**EXERCISE BRIEF**
From the AI interaction log below, pull out everything from "2.5 AI Interaction" down to "credit risk context.", word for word.

**SELECTED EXTRACT**
________________________
2.5 AI Interaction Log
During Stage 2, an AI tool was consulted for one specific technical question: how to format a side by side comparison table showing cross-validation and test set results in R. The suggested approach was adapted to our variable names and verified manually before use.
The overall modeling approach was built using the course materials. The Week 8 lab on classification introduced logistic regression, the confusion matrix structure, and the accuracy, precision, and recall metrics. The Week 9 lab on cross-validation demonstrated how to evaluate model stability across multiple folds. The Classification Recipe video shared after Stage 1 feedback was especially helpful it showed the full prediction workflow and demonstrated how different thresholds affect precision and recall in a credit risk context.
The Stage 1 feedback was the starting point for this stage. The feedback clarified that the outcome variable is binary and follows a Bernoulli distribution, not log-normal, and that logistic regression with accuracy, precision, and recall is the correct approach. We used this feedback to restructure the modeling strategy for both datasets before building any models.
Conclusion
For this project, we worked with two real world datasets to build and evaluate predictive models.
Dataset 1 – Regression (Credit Risk)
________________________
**MATERIAL SUPPLIED**
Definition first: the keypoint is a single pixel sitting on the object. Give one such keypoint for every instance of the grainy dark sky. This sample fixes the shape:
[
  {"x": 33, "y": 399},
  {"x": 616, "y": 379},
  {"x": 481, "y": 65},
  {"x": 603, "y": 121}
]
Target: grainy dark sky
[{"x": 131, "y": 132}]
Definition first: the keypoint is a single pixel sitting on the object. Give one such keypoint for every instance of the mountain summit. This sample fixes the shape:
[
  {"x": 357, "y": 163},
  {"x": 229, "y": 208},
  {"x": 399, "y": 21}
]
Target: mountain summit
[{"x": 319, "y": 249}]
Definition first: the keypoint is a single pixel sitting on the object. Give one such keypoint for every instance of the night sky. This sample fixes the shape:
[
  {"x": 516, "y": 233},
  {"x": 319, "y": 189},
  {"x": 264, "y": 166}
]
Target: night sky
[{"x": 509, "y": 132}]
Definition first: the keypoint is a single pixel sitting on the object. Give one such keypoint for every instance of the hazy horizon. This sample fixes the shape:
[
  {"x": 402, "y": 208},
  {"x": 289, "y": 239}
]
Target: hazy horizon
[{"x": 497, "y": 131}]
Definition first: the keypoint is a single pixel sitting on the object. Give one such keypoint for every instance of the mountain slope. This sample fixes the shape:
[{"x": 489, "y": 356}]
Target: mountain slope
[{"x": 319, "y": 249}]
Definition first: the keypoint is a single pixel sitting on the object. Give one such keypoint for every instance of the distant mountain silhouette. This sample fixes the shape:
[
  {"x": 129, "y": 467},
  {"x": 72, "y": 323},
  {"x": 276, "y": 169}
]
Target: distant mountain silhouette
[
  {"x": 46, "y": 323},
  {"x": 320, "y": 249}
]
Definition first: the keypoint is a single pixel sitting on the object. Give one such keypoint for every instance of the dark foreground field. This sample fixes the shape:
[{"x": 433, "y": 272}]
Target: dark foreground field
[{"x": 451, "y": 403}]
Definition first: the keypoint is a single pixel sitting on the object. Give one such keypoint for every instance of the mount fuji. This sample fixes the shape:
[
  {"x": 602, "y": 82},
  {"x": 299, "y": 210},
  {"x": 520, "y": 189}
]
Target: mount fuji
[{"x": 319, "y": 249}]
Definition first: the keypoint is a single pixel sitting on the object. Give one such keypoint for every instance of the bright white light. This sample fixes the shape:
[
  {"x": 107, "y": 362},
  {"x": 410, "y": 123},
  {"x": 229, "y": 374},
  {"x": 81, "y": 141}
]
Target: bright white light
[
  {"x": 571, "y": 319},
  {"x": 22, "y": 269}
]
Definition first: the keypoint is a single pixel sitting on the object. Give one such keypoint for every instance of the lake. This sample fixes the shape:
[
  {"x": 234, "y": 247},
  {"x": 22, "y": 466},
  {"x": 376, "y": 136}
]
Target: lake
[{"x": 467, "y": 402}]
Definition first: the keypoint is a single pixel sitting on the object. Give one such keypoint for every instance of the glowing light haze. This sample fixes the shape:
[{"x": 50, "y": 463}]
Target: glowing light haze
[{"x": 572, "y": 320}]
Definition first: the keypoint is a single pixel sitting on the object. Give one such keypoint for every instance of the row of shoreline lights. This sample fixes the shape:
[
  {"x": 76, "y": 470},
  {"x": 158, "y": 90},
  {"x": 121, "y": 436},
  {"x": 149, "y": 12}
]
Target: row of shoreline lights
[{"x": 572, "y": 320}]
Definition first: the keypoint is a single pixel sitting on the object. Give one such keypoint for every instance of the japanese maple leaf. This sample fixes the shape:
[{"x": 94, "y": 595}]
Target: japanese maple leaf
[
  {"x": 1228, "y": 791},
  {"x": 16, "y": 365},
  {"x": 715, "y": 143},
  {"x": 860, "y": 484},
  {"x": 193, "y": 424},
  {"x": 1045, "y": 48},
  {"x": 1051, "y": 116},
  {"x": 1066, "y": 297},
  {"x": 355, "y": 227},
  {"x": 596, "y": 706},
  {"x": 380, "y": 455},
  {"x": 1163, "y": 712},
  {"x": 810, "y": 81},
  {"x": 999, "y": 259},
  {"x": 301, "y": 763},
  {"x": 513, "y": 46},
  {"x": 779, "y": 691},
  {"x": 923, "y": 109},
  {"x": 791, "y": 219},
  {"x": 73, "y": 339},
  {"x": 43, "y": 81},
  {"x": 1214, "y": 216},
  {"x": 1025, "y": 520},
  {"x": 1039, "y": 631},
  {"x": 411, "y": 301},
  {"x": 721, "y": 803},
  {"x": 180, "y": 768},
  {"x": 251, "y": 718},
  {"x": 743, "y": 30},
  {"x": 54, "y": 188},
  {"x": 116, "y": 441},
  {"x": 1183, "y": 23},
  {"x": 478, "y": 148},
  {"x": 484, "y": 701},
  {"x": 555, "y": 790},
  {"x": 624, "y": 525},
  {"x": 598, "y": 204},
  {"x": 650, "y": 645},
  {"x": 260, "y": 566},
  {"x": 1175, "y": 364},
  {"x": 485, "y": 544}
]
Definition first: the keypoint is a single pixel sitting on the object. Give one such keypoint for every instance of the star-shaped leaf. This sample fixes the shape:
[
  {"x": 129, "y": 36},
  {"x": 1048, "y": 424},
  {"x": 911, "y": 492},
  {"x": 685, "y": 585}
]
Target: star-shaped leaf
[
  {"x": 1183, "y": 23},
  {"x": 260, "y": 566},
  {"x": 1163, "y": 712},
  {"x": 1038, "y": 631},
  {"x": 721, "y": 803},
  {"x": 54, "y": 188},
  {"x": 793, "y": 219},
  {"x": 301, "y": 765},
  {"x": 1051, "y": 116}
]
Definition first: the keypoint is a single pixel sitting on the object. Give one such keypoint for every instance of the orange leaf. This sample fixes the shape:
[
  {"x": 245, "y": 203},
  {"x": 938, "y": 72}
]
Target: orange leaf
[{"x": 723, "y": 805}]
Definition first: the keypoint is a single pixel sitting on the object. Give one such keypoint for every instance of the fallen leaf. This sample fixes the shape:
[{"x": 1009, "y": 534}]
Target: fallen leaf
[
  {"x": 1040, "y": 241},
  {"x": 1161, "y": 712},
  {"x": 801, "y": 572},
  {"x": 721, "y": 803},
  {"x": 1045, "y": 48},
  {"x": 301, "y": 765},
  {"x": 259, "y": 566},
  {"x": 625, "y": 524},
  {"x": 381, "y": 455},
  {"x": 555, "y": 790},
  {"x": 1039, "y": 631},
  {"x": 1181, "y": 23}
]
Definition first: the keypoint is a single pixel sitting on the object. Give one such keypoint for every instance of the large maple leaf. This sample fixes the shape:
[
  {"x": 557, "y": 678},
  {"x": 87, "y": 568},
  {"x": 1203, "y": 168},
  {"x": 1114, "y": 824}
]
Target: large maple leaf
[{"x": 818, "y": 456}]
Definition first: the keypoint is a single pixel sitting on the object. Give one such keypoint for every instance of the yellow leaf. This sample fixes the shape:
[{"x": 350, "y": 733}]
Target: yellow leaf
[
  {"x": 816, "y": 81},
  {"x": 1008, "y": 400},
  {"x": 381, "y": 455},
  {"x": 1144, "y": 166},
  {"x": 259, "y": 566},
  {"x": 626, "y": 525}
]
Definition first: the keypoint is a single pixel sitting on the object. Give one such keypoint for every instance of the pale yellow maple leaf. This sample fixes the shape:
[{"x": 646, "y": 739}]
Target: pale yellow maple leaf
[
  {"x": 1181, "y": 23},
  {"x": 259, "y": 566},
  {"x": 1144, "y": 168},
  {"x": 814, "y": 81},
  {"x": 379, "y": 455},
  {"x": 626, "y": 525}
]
________________________
**PROBLEM SOLUTION**
2.5 AI Interaction Log
During Stage 2, an AI tool was consulted for one specific technical question: how to format a side by side comparison table showing cross-validation and test set results in R. The suggested approach was adapted to our variable names and verified manually before use.
The overall modeling approach was built using the course materials. The Week 8 lab on classification introduced logistic regression, the confusion matrix structure, and the accuracy, precision, and recall metrics. The Week 9 lab on cross-validation demonstrated how to evaluate model stability across multiple folds. The Classification Recipe video shared after Stage 1 feedback was especially helpful it showed the full prediction workflow and demonstrated how different thresholds affect precision and recall in a credit risk context.